#### [WHAT YOU NEED TO DO]
How many lines in the entries below include the string "blue"? Answer with the number only.

(Referring expression pointing data)
-- Opening Marker --
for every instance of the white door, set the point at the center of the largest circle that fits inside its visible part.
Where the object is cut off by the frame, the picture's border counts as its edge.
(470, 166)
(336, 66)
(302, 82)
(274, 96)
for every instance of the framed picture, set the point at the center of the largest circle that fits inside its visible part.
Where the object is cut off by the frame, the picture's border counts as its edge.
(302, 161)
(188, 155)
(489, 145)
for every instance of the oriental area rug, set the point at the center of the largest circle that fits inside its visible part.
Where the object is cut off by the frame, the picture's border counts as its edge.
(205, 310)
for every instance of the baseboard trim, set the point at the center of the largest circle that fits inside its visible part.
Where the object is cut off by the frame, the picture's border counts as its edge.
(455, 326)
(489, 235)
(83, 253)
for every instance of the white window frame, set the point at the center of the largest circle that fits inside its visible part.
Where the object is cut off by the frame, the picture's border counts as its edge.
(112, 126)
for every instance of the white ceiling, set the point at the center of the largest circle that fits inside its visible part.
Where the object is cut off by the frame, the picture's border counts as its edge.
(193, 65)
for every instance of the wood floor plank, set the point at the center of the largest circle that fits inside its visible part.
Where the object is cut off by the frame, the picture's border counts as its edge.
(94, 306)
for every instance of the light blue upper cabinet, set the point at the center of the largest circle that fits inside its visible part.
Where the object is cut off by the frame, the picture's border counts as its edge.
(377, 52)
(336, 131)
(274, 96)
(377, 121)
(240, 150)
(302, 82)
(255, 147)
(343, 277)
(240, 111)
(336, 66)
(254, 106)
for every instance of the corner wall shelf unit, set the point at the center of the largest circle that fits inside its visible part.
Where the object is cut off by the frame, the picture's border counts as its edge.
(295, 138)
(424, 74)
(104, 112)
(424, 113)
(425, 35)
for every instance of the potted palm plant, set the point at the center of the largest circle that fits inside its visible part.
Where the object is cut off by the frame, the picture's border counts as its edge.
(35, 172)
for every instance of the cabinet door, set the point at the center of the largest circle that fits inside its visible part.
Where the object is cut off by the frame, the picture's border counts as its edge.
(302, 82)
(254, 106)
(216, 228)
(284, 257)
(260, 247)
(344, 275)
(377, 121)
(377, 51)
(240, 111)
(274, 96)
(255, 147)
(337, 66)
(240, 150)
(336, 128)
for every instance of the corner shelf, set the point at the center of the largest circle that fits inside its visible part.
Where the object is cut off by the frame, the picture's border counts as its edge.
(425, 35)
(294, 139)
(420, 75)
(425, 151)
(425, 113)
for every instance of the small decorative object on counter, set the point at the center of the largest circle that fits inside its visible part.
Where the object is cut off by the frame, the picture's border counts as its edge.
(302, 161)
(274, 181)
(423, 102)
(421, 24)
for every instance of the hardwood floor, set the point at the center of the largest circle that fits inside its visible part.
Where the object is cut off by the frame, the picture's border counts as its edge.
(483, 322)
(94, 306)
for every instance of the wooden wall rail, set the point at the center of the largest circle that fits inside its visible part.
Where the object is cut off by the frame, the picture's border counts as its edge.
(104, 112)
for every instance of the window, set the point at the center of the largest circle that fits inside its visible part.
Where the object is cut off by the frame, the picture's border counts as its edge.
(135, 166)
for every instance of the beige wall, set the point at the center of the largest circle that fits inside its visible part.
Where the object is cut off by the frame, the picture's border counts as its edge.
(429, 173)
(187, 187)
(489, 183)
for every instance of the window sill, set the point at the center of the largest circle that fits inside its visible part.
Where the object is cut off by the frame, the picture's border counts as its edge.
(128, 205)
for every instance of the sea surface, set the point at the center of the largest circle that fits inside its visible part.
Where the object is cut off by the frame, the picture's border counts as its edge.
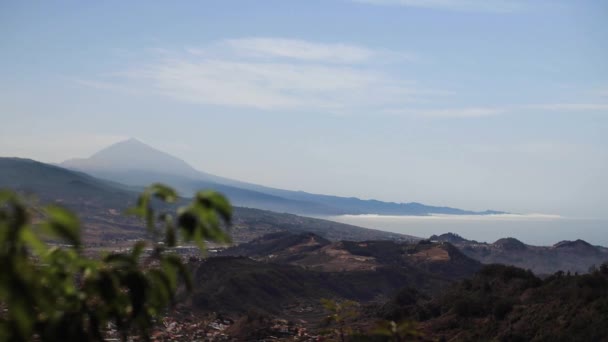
(534, 229)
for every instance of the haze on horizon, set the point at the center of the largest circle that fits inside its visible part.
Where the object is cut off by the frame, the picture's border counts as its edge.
(471, 104)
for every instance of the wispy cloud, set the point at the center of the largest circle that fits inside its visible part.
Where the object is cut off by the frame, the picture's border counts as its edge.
(465, 112)
(296, 75)
(573, 107)
(496, 6)
(274, 74)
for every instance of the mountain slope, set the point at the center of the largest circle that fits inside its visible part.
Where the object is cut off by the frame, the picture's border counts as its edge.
(100, 204)
(568, 256)
(135, 163)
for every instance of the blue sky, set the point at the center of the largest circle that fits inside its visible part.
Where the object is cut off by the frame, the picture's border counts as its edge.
(473, 104)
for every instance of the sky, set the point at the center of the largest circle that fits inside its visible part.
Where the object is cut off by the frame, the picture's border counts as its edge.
(468, 103)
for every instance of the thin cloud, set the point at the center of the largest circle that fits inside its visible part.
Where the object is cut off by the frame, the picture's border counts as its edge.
(273, 74)
(574, 107)
(494, 6)
(467, 112)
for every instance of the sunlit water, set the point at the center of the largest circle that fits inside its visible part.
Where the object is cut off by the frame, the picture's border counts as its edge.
(531, 229)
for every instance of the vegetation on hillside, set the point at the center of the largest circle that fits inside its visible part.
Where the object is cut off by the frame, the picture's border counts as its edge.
(56, 293)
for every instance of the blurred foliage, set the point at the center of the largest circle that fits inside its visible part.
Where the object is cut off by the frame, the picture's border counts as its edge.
(56, 293)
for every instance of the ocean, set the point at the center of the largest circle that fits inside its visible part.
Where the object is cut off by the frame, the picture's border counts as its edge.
(534, 229)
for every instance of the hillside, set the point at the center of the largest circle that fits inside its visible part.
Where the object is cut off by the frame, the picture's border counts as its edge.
(568, 256)
(313, 252)
(117, 163)
(282, 273)
(504, 303)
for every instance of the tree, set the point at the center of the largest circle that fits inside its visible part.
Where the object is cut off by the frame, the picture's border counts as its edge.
(60, 294)
(340, 314)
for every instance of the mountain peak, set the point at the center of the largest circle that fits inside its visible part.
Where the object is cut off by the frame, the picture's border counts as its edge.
(132, 154)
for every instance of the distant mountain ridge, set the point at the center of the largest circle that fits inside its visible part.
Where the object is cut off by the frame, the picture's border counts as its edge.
(573, 256)
(100, 204)
(134, 163)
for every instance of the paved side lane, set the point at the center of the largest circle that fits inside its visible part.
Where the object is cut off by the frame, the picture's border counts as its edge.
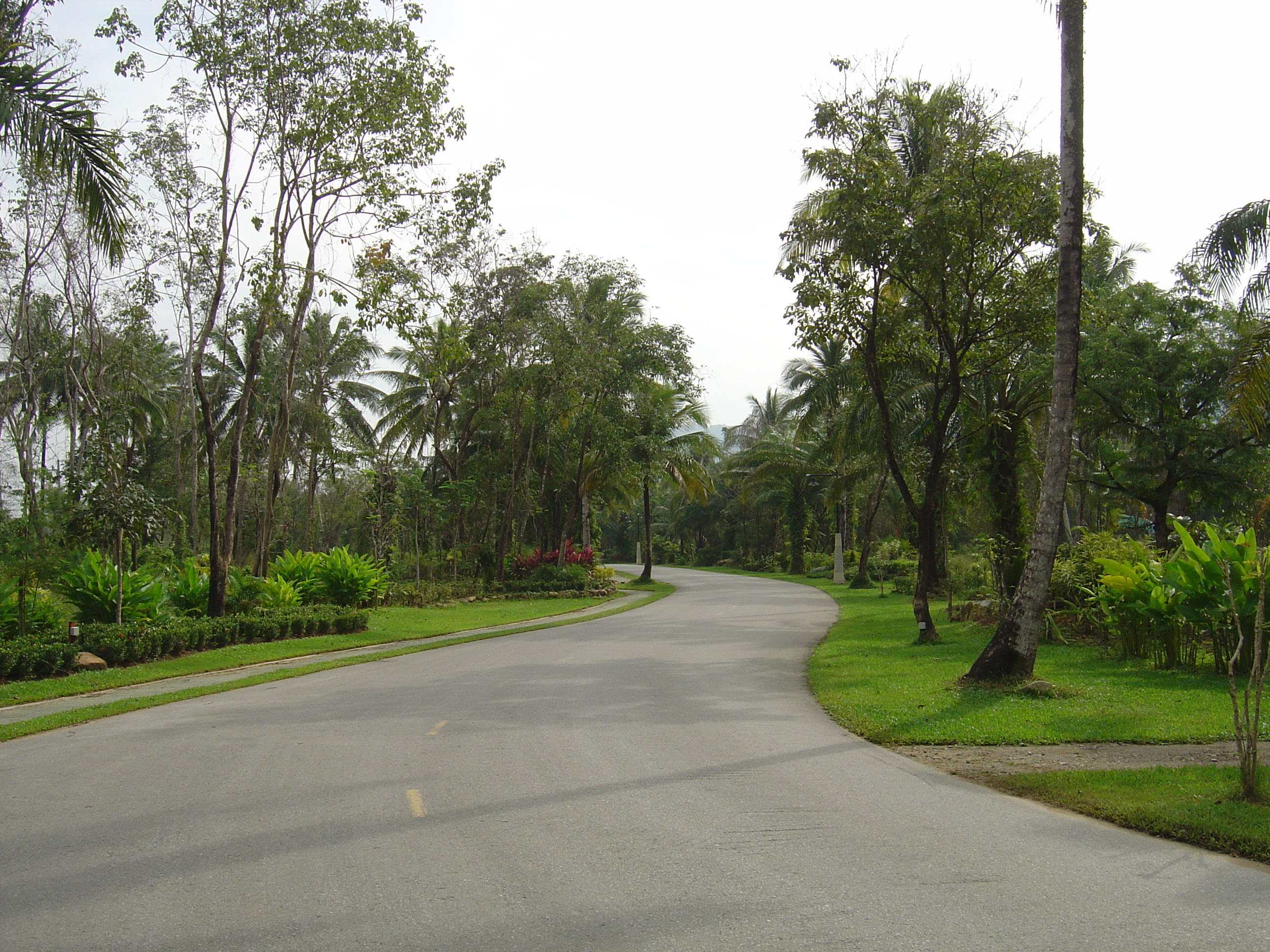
(658, 780)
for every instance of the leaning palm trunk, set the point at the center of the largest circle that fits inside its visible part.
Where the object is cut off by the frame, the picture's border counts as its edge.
(1247, 709)
(647, 575)
(1013, 650)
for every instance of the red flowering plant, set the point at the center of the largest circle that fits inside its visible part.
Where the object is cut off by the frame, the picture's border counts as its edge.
(585, 556)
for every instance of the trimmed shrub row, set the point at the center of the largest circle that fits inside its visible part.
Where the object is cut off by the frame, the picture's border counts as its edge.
(32, 655)
(145, 642)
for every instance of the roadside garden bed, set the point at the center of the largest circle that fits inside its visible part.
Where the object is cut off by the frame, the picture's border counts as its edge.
(381, 626)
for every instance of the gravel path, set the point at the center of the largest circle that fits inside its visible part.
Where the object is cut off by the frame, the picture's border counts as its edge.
(995, 761)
-- Closing Marker --
#### [SOLVED PROBLEM]
2